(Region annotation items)
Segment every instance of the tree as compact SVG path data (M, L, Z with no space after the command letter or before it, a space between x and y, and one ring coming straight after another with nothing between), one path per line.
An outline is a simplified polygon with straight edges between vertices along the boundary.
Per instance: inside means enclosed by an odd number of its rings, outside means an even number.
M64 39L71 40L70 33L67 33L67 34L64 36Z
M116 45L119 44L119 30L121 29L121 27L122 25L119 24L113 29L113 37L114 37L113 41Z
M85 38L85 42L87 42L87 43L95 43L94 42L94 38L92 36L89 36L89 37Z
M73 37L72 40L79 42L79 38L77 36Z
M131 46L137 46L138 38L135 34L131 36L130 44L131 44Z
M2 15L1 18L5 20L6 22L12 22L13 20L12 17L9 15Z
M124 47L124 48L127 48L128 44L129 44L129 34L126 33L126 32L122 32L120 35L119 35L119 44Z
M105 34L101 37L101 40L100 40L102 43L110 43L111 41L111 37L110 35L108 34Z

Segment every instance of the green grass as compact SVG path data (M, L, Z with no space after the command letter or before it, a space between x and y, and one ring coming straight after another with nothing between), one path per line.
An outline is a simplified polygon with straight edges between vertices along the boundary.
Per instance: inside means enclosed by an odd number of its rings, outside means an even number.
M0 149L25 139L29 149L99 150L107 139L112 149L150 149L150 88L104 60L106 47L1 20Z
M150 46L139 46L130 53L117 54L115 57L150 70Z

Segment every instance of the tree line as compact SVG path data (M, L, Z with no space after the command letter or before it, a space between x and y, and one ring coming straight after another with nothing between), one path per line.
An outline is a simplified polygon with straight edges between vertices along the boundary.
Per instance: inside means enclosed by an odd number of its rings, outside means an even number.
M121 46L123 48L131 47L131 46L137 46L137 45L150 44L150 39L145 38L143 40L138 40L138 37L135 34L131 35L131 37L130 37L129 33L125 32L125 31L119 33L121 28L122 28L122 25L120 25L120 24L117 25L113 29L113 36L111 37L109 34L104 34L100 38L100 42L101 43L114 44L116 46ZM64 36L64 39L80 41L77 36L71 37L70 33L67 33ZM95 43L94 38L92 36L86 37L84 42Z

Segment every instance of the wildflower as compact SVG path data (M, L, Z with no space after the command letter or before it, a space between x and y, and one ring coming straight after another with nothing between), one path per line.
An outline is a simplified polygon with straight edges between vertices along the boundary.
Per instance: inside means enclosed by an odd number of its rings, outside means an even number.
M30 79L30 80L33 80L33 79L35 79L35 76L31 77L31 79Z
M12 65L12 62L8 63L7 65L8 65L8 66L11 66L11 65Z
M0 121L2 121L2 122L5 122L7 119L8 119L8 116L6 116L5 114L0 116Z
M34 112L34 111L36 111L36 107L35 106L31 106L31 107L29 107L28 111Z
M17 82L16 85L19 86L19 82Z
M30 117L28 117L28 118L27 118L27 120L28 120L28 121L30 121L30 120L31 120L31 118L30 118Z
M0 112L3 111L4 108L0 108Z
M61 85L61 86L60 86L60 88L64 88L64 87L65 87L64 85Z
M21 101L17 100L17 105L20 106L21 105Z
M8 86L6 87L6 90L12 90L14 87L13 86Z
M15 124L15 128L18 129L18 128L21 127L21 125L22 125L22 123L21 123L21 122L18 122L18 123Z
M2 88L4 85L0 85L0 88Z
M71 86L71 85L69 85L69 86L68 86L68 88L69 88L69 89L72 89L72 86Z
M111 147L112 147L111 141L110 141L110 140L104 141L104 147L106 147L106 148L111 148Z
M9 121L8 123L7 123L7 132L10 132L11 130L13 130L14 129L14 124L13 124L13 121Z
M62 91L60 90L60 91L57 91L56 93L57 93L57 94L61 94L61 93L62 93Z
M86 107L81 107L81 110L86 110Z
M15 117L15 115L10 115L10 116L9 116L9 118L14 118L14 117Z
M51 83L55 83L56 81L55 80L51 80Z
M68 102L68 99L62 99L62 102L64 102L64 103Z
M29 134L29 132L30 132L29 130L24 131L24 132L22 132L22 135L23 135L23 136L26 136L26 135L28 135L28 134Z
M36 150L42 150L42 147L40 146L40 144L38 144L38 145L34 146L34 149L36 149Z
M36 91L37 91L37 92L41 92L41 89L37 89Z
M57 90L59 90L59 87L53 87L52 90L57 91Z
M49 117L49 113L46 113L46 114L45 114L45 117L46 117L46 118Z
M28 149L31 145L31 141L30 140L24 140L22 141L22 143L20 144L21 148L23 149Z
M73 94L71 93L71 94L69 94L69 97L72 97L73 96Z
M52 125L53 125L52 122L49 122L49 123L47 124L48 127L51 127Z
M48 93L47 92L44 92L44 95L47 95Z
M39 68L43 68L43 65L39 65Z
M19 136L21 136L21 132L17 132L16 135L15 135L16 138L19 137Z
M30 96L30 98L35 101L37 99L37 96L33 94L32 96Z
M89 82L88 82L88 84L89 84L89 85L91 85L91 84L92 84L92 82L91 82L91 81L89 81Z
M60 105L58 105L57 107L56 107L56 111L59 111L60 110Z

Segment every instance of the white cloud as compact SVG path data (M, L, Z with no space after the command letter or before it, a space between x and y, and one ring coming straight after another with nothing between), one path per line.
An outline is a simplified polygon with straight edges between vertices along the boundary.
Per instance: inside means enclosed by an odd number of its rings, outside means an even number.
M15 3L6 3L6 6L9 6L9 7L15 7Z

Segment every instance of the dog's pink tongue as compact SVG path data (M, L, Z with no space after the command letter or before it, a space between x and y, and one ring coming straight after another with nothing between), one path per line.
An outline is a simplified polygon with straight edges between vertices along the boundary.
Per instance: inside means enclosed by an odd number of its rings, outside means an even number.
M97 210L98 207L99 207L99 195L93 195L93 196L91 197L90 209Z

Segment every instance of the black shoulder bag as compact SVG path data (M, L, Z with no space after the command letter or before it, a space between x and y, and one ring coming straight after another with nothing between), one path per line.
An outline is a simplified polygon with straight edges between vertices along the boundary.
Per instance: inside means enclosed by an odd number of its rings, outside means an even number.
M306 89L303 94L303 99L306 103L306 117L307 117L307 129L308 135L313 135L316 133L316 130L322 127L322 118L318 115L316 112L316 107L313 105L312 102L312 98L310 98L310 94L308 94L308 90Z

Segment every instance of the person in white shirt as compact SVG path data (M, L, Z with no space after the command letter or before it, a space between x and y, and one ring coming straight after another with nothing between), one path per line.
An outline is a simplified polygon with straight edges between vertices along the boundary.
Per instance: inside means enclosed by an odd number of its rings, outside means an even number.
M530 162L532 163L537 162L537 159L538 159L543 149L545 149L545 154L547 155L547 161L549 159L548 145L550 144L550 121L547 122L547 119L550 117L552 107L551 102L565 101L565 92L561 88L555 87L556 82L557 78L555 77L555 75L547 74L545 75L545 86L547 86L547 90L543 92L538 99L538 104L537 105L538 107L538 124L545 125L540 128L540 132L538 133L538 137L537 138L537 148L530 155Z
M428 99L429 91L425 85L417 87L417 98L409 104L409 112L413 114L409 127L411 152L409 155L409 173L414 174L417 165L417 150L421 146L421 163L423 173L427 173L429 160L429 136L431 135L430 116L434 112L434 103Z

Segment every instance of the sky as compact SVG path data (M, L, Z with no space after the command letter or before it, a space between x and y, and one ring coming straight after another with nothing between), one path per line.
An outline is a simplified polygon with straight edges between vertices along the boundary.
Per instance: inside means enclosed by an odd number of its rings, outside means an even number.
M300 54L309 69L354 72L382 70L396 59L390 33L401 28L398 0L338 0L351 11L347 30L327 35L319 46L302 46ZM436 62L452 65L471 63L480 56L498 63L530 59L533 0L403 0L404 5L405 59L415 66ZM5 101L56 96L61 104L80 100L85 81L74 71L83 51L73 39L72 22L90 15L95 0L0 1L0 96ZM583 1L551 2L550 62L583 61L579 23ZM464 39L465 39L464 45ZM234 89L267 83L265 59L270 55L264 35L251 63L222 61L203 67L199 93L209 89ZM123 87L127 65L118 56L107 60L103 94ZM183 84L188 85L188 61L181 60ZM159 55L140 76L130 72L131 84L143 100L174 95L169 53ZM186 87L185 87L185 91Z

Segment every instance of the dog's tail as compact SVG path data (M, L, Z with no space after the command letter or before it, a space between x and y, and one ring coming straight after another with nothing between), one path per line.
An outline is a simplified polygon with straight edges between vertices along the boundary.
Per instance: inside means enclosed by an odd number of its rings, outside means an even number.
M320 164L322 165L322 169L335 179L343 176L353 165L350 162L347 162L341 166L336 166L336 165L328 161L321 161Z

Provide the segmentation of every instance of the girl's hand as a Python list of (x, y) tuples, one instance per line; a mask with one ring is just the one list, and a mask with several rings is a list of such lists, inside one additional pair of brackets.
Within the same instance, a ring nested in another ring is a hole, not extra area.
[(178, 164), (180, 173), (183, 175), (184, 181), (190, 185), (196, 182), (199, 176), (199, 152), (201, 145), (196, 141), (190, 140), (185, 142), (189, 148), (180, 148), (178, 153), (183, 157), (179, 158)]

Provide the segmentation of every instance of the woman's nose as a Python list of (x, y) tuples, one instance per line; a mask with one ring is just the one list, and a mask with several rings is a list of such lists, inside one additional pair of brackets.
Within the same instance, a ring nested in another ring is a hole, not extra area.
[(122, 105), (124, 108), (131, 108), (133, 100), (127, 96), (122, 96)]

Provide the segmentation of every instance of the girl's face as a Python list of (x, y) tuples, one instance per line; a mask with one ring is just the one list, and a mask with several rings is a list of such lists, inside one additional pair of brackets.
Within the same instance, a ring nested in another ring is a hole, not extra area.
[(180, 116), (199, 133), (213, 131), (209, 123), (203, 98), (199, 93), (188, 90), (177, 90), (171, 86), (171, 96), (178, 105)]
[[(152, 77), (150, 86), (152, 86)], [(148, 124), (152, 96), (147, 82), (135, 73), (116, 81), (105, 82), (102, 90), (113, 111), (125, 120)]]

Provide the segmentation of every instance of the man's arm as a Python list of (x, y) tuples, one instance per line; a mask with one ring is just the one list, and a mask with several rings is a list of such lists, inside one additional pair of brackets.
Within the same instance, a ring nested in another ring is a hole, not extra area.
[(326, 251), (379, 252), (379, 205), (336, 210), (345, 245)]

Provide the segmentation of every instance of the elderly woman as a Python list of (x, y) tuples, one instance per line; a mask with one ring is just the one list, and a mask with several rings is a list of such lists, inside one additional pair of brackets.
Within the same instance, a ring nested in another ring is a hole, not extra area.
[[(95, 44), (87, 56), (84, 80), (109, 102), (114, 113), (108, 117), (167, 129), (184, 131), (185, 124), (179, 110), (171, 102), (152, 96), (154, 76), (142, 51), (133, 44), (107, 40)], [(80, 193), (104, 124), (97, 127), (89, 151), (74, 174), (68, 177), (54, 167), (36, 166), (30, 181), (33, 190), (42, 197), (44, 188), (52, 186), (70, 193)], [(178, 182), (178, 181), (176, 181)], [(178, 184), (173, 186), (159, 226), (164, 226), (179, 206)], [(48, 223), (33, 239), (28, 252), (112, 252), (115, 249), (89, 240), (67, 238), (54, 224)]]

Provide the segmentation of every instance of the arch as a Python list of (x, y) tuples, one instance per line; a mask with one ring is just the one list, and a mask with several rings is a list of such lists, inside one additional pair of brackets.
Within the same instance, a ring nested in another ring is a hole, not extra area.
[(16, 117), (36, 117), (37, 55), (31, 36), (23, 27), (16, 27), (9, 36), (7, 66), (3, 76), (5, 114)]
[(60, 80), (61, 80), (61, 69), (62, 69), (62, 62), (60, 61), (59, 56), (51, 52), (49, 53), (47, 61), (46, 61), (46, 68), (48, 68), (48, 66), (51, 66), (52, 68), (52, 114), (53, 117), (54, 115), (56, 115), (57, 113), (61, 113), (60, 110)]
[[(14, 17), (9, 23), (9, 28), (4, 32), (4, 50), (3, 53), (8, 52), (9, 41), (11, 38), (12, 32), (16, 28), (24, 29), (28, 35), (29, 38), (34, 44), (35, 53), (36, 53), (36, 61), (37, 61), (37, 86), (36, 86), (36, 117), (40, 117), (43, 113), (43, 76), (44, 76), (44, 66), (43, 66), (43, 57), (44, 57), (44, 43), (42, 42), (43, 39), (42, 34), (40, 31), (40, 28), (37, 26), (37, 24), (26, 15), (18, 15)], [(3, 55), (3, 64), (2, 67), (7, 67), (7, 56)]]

**What the exercise asks:** Put the records, starting at their first line and ending at the line that contains "M121 46L123 48L131", into a Markdown table with the columns Row and Line, one line per row, leaving out blank lines.

**Task response:**
| Row | Line |
|---|---|
| 1 | Segment every instance of the tree as compact SVG path data (M, L, Z with no space after the command letter or before it, a space between x and y, and one ring coming straight after another with nothing between), one path per line. |
| 2 | An outline is a simplified polygon with straight edges between vertices along the boundary. |
| 3 | Per instance: inside means enclosed by an odd number of its rings, outside means an even number. |
| 4 | M64 39L71 40L70 33L67 33L67 34L64 36Z |
| 5 | M116 45L119 44L119 30L121 29L121 27L122 25L119 24L113 29L113 37L114 37L113 41Z |
| 6 | M85 38L85 42L87 42L87 43L95 43L94 42L94 38L92 36L89 36L89 37Z |
| 7 | M73 37L72 40L79 42L79 38L77 36Z |
| 8 | M131 46L137 46L138 38L135 34L131 36L130 44L131 44Z |
| 9 | M2 15L1 18L5 20L6 22L12 22L13 20L12 17L9 15Z |
| 10 | M124 47L124 48L127 48L128 44L129 44L129 34L126 33L126 32L122 32L120 35L119 35L119 44Z |
| 11 | M105 34L101 37L101 40L100 40L102 43L110 43L111 41L111 37L110 35L108 34Z |
| 12 | Segment every instance of the green grass as compact SVG path data (M, L, Z with no space after the command letter or before it, a space between x and y, and one ring coming straight after another with nothing between), one path per line. |
| 13 | An outline is a simplified polygon with straight edges between vertices along the boundary. |
| 14 | Per instance: inside means enclosed by an odd number of its rings, outside means an even number. |
| 15 | M0 149L25 139L29 149L99 150L107 139L112 149L150 149L150 88L104 60L106 47L1 20Z |
| 16 | M150 46L139 46L130 53L117 54L115 57L150 70Z |
| 17 | Segment every instance of the tree line as compact SVG path data (M, L, Z with no space after the command letter or before it, a space between x and y, and one ring coming straight after another with nothing between), one path per line. |
| 18 | An outline is a simplified polygon with straight edges between vertices along the boundary. |
| 19 | Per instance: inside means enclosed by an odd number of its rings, outside means an even number. |
| 20 | M121 46L123 48L131 47L131 46L137 46L137 45L150 44L150 39L145 38L143 40L138 40L138 37L135 34L131 35L131 37L130 37L129 33L125 32L125 31L119 33L121 28L122 28L122 25L120 25L120 24L117 25L113 29L113 36L111 37L109 34L104 34L100 38L100 42L101 43L114 44L116 46ZM64 36L64 39L80 41L77 36L71 37L70 33L67 33ZM95 43L94 38L92 36L86 37L84 42Z |